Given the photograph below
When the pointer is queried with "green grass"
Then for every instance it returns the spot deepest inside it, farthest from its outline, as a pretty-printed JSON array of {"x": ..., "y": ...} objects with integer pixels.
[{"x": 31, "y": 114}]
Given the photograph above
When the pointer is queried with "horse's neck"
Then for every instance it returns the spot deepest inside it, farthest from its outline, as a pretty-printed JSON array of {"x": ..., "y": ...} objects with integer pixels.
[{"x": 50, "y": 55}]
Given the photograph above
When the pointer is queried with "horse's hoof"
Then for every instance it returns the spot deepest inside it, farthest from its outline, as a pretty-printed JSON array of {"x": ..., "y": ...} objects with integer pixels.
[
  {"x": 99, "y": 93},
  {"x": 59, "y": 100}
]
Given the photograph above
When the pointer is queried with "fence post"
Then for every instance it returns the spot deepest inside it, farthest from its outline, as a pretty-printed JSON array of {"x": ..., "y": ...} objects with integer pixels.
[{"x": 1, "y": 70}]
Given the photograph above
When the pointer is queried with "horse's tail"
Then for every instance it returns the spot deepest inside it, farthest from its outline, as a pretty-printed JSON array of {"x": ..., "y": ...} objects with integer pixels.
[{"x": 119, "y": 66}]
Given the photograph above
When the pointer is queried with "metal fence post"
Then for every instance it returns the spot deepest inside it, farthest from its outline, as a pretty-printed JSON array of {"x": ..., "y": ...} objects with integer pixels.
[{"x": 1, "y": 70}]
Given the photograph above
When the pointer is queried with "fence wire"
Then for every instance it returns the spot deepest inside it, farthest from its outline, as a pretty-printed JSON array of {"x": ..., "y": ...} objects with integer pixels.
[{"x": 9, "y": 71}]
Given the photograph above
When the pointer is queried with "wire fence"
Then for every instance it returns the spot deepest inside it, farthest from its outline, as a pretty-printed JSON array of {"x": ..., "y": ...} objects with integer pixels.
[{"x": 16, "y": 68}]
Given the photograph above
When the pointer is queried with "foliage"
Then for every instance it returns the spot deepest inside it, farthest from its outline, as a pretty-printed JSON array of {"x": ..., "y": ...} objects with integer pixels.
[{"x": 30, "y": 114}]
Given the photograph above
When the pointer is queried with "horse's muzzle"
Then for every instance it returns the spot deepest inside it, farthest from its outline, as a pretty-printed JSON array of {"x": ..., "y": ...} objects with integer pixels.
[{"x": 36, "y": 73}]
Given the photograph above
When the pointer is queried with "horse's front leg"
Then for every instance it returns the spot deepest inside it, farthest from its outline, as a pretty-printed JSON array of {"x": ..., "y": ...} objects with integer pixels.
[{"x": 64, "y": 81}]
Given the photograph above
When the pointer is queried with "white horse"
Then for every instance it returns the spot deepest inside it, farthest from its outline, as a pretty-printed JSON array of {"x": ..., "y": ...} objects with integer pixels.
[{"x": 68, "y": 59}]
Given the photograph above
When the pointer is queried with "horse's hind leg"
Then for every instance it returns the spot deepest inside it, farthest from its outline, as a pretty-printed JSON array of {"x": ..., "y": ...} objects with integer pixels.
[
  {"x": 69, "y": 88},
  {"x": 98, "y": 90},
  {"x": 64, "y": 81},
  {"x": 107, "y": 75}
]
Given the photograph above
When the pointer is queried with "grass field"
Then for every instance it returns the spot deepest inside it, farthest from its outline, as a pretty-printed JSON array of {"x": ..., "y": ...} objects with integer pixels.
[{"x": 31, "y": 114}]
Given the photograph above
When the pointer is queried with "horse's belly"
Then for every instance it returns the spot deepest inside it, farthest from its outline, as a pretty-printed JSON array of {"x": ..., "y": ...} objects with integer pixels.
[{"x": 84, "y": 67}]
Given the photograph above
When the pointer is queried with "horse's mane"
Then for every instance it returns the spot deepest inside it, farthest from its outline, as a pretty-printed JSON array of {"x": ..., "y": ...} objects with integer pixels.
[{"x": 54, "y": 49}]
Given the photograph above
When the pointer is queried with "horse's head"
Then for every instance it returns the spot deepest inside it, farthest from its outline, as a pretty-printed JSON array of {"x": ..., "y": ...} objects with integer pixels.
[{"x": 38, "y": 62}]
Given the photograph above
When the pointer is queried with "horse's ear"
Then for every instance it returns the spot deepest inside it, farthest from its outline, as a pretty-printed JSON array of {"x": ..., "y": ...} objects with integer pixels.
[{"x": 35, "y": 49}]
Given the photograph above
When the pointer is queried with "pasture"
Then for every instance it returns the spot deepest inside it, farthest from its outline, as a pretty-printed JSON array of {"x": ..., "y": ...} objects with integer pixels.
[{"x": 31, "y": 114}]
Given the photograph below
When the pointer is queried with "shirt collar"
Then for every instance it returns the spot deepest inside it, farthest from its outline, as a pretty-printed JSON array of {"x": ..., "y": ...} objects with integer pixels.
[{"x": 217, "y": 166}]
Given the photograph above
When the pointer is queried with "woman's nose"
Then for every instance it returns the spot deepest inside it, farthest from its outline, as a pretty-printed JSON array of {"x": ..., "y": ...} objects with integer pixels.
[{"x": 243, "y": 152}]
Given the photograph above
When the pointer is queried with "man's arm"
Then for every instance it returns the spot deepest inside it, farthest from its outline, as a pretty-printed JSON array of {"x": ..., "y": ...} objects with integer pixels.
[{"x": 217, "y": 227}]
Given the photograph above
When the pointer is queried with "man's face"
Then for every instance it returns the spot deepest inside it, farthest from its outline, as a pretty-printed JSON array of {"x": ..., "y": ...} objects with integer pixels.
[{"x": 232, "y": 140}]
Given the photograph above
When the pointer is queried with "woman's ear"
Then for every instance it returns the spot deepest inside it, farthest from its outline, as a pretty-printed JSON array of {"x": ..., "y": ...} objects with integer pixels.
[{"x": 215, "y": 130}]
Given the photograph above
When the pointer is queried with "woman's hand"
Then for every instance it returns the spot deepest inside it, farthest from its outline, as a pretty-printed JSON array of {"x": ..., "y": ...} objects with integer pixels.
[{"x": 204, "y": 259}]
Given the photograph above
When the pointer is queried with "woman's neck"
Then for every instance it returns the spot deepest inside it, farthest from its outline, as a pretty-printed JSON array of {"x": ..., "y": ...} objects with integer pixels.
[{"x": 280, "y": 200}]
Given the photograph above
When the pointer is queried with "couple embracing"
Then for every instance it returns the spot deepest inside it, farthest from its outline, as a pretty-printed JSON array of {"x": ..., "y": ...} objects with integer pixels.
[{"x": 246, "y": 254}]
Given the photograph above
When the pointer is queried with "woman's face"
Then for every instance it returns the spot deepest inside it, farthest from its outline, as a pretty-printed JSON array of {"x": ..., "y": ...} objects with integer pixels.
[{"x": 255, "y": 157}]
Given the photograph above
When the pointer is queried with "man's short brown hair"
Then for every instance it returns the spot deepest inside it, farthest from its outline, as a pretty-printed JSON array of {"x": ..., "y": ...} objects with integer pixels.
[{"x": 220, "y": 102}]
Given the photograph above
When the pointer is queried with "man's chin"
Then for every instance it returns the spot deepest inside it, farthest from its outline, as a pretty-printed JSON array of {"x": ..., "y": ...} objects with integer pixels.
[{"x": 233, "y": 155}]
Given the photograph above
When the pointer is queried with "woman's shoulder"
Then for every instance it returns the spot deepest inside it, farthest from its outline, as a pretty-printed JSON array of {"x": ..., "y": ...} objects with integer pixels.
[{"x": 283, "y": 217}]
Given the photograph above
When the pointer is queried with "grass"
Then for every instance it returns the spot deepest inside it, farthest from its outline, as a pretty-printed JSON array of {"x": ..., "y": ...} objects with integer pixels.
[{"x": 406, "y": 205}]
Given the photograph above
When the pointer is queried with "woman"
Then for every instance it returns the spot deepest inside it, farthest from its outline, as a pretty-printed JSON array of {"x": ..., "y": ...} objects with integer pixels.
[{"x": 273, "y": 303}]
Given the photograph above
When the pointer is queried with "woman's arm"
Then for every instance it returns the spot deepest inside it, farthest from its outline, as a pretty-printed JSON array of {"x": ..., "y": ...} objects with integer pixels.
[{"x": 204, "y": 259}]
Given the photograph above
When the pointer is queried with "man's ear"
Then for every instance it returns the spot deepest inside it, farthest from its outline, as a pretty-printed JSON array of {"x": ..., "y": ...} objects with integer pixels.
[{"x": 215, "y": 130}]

==================================================

GOAL OF THE EXERCISE> Pull out every line of the data above that contains the string "neck", treating uppercase and lowercase as different.

RESULT BELOW>
When the pointer is queried with "horse's neck"
When the pointer is queried with "woman's neck"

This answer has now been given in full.